> Exercise description
Copy the lines below exactly, starting at the line that contains "Reviewer note: confirm that each instance of the spectator" and ending with the last line of the records. Leave out the pictures.

> Records from a dataset
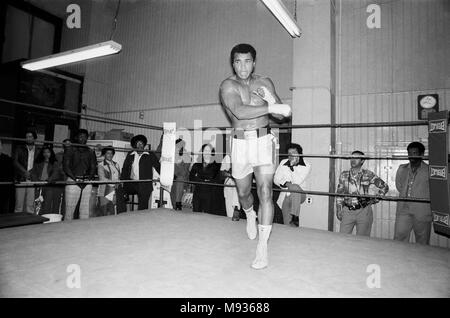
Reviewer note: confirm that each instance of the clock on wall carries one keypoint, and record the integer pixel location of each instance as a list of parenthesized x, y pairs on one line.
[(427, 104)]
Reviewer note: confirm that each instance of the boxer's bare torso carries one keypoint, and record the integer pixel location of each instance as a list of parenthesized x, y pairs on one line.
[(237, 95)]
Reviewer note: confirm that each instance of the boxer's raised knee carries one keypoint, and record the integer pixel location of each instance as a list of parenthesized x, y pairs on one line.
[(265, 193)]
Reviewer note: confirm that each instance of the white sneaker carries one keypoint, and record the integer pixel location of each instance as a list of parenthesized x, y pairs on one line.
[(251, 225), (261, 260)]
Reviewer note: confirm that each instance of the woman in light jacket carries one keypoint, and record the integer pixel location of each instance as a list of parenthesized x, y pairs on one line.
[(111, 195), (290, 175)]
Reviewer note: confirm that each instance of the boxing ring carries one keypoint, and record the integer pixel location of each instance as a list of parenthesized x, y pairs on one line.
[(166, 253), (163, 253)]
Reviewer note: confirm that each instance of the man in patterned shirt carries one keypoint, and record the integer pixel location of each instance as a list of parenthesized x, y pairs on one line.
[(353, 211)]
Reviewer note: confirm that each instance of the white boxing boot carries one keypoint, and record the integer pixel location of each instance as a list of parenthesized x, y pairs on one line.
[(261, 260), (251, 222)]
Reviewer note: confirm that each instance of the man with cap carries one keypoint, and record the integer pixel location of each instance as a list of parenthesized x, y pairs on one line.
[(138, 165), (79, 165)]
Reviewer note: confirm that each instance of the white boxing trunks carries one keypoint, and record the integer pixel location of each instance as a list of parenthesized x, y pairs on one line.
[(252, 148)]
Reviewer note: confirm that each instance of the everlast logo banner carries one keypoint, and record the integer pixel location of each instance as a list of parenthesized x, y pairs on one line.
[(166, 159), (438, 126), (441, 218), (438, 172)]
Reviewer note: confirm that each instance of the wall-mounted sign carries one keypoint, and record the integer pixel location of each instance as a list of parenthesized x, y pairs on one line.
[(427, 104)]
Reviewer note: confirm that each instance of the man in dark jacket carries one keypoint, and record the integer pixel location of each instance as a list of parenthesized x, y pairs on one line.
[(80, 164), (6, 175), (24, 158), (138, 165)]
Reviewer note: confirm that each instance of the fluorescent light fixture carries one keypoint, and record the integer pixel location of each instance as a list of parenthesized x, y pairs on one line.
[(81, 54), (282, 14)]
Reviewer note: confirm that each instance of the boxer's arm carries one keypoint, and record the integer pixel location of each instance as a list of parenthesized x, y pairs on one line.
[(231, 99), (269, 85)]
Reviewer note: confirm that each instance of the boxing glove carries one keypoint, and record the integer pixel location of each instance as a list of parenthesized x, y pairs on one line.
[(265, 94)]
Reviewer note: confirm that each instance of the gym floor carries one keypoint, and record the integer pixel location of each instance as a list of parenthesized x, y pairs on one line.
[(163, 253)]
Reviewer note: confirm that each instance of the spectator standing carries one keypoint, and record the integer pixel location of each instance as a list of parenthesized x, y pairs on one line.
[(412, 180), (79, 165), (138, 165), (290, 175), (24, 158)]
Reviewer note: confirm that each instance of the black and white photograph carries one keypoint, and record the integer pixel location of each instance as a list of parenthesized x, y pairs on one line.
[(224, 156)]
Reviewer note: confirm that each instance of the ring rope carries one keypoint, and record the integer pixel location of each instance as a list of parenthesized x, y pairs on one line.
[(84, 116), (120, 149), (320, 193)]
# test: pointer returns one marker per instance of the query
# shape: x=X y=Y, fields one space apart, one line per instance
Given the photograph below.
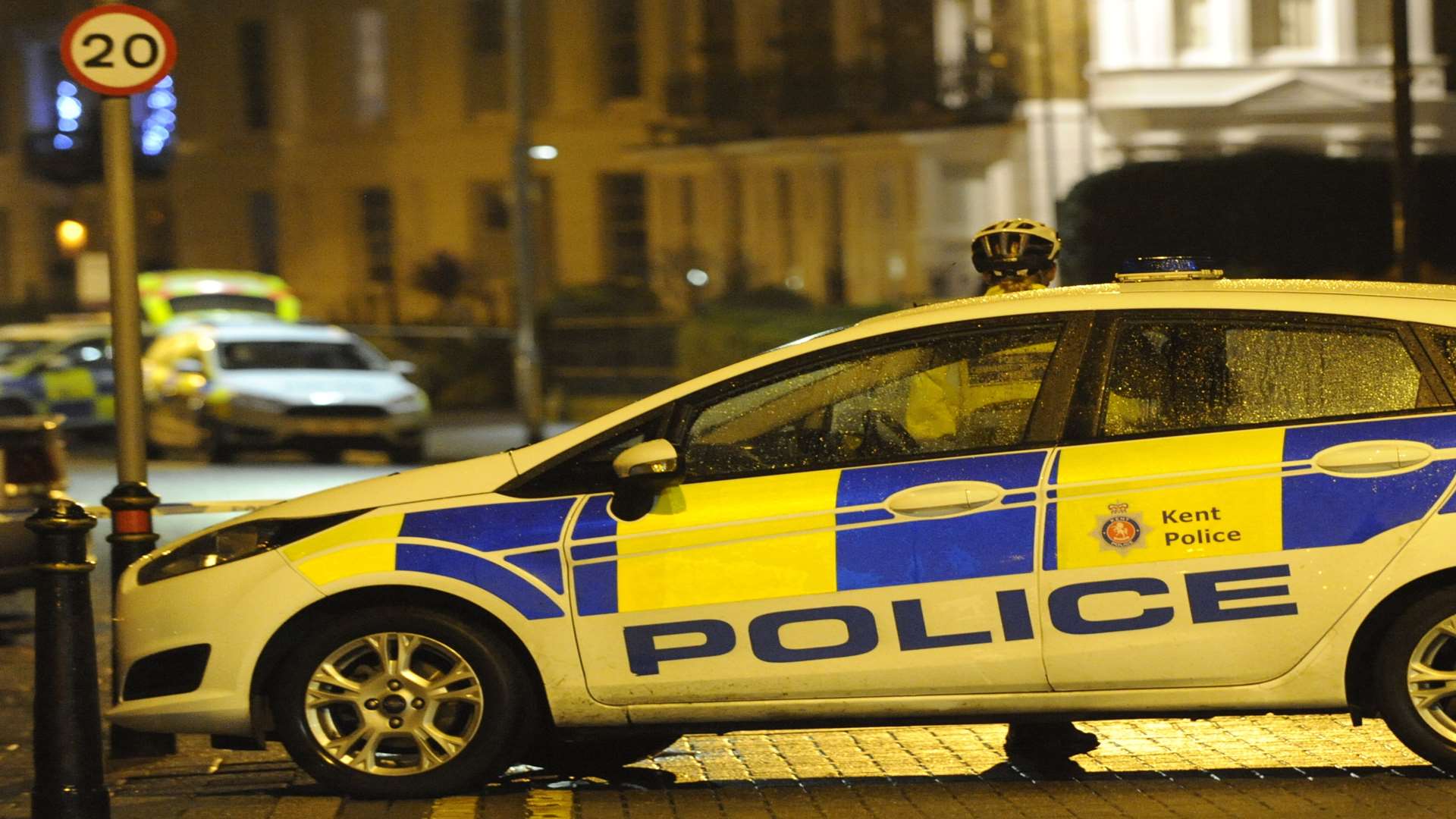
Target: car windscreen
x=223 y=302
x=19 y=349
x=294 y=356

> Exercise answer
Reviewer note: confirm that each instance of the spectator standing carries one keypoint, and record the integer pixel location of each instance as a list of parenthesized x, y pairs on one line.
[(412, 180), (79, 165), (138, 165), (290, 175), (24, 158)]
Reviewer note: confirm that each instance of the black and white photograph carries one keypoint, and record the integer pixel location of each instance as a list of parenthesized x, y pairs on one line.
[(224, 156)]
Reviewer note: confirm that each instance of the ring rope carries one keypoint, and record the integer pixel location of each instance as a list of parenthesized x, y pairs on one line.
[(84, 116), (120, 149), (320, 193)]
# test: pointer returns one marker per instance of the query
# shape: x=X y=Y, fields one space apart, one line per instance
Given the photograph below.
Target: car windscreen
x=223 y=302
x=19 y=349
x=294 y=356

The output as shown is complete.